Exercise requirements =
**a.** In the forum post about Victor Klemperer's diaries, reproduce the passage word for word, starting at "Victor Klemperer (1881-1960)" and ending at "Communist East Germany).".
**b.** In the forum post about Victor Klemperer's diaries, what other title has Volume 2 been published under?

Post by Sejanus » 20 Feb 2020 02:15

Victor Klemperer (1881-1960) was a Jew that lived under both the Nazi and Communist dictatorships (and other governments such as the Weimar Republic and its predecessor the German Empire) in Germany. Klemperer's secret diaries were maintained as events were ongoing and were later the basis for three books: I Will Bear Witness, Volume 1: A Diary of the Nazi Years 1933-1941; I Will Bear Witness, Volume 2: A Diary of the Nazi Years 1942-1945; and The Lesser Evil: The Diaries of Victor Klemperer 1945-1959 (covers Klemperer's time in Communist East Germany).

The first two volumes have also been published together in a single book titled The Klemperer Diaries (Vol 1 & 2). And Volume 2 has also been titled To The Bitter End, perhaps as a reflection of the most trying of times not only for the Third Reich but also for those Jews attempting to survive it as the Holocaust reached its zenith. All three volumes have proven popular and are well regarded.

These works are all on my list of future reads. So I have not read them yet but my understanding is that they are excellent. While Klemperer reportedly converted from Judaism to Protestantism (on several occasions), the Nazis still defined Klemperer as a Jew given his Jewish biological heritage and treated him as such. All that saved Klemperer from deportation to a camp (and worse) was his marriage to an "Aryan" woman that exempted him from that measure, but not the others such as the prohibition from Jews holding civil service positions (Klemperer was a professor), legalized severe discrimination and much, much more.

Data section =
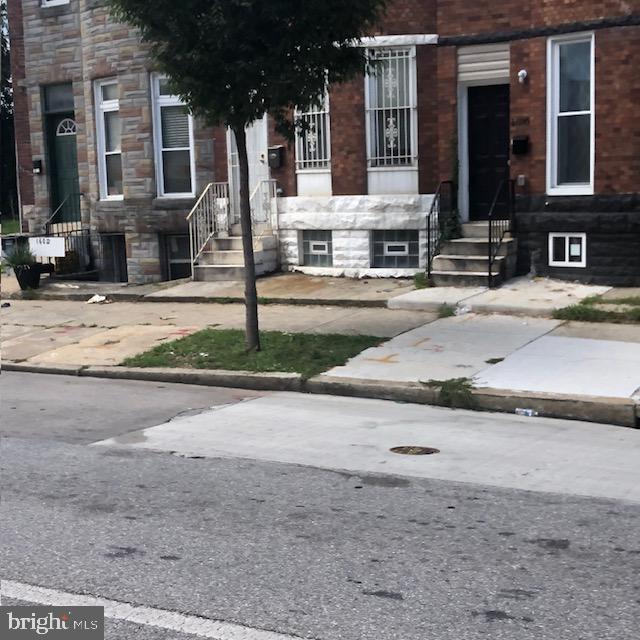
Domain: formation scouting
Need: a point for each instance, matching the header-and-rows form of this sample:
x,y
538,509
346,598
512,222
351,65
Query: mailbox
x,y
520,145
276,157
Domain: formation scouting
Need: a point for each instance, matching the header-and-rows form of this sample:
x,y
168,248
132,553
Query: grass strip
x,y
305,353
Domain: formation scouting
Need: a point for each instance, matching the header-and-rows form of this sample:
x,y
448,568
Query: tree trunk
x,y
252,337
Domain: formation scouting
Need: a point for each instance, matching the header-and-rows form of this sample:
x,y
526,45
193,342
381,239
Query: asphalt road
x,y
294,549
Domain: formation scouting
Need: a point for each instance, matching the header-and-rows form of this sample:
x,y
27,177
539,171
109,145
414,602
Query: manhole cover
x,y
415,451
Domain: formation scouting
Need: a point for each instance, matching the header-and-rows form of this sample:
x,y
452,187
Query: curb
x,y
132,297
615,411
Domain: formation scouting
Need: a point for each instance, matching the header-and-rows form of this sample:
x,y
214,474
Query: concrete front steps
x,y
465,262
223,260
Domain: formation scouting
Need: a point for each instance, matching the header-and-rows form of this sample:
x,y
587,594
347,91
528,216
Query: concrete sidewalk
x,y
521,296
281,288
56,332
511,353
513,361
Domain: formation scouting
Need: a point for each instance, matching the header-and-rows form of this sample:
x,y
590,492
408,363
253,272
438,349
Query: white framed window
x,y
391,108
313,139
568,250
395,249
317,248
570,115
173,138
109,139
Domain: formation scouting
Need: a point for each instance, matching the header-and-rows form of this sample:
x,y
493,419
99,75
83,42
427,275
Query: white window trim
x,y
318,252
566,263
325,111
102,107
404,252
413,100
553,97
158,102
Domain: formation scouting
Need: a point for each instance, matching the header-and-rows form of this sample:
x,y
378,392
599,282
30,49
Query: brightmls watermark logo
x,y
52,623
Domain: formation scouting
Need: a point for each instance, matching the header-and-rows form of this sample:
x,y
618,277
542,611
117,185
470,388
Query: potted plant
x,y
24,265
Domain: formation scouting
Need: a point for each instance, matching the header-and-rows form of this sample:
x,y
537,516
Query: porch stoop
x,y
465,262
223,259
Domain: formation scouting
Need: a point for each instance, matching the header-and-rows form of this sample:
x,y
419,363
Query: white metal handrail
x,y
263,200
209,216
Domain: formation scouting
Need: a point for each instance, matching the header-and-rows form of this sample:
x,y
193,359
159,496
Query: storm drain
x,y
414,451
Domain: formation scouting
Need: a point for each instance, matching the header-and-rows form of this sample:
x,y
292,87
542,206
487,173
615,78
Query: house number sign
x,y
47,247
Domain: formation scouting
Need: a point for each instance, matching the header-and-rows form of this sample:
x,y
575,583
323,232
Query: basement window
x,y
317,247
396,249
568,250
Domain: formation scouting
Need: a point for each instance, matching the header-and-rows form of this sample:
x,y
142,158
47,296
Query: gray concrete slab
x,y
453,347
622,292
76,410
112,346
574,366
356,435
521,296
432,298
295,286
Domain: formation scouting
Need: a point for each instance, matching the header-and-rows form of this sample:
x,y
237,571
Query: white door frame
x,y
257,132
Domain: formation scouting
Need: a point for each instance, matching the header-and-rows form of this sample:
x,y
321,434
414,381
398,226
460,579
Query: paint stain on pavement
x,y
391,595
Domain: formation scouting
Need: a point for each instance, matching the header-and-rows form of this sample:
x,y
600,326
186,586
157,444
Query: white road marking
x,y
148,616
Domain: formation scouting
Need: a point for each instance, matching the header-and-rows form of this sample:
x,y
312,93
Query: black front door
x,y
63,167
488,148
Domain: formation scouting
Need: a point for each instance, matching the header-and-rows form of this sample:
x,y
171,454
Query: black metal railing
x,y
80,253
438,220
500,221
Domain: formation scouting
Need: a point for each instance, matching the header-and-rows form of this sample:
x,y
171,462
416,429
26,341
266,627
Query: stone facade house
x,y
524,113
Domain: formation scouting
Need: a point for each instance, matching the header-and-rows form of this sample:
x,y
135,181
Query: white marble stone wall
x,y
351,220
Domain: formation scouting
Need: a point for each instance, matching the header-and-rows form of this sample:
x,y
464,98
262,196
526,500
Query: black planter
x,y
28,276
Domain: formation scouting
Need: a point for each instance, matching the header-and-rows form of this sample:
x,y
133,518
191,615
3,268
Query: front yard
x,y
623,310
305,353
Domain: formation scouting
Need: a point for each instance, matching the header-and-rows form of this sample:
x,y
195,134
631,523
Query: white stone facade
x,y
351,219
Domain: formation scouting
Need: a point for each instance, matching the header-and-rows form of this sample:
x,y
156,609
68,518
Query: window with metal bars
x,y
313,143
109,130
317,248
391,107
174,146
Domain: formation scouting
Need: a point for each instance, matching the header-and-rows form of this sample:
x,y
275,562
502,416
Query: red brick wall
x,y
529,111
617,162
286,174
427,66
447,114
617,110
462,17
348,139
410,16
220,166
21,105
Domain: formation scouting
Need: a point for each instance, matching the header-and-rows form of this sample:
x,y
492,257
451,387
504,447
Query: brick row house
x,y
526,111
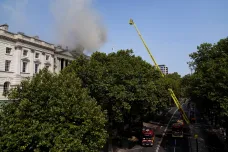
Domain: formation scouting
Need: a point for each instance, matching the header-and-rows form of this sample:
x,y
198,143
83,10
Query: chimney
x,y
36,37
4,27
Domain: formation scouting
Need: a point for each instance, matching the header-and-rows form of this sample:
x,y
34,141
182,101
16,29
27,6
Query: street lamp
x,y
196,137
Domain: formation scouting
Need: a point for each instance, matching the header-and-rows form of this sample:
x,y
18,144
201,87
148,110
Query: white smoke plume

Answer list =
**a.**
Victor Klemperer (1881-1960) was a Jew that lived under both the Nazi and Communist dictatorships (and other governments such as the Weimar Republic and its predecessor the German Empire) in Germany. Klemperer's secret diaries were maintained as events were ongoing and were later the basis for three books: I Will Bear Witness, Volume 1: A Diary of the Nazi Years 1933-1941; I Will Bear Witness, Volume 2: A Diary of the Nazi Years 1942-1945; and The Lesser Evil: The Diaries of Victor Klemperer 1945-1959 (covers Klemperer's time in Communist East Germany).

**b.** To The Bitter End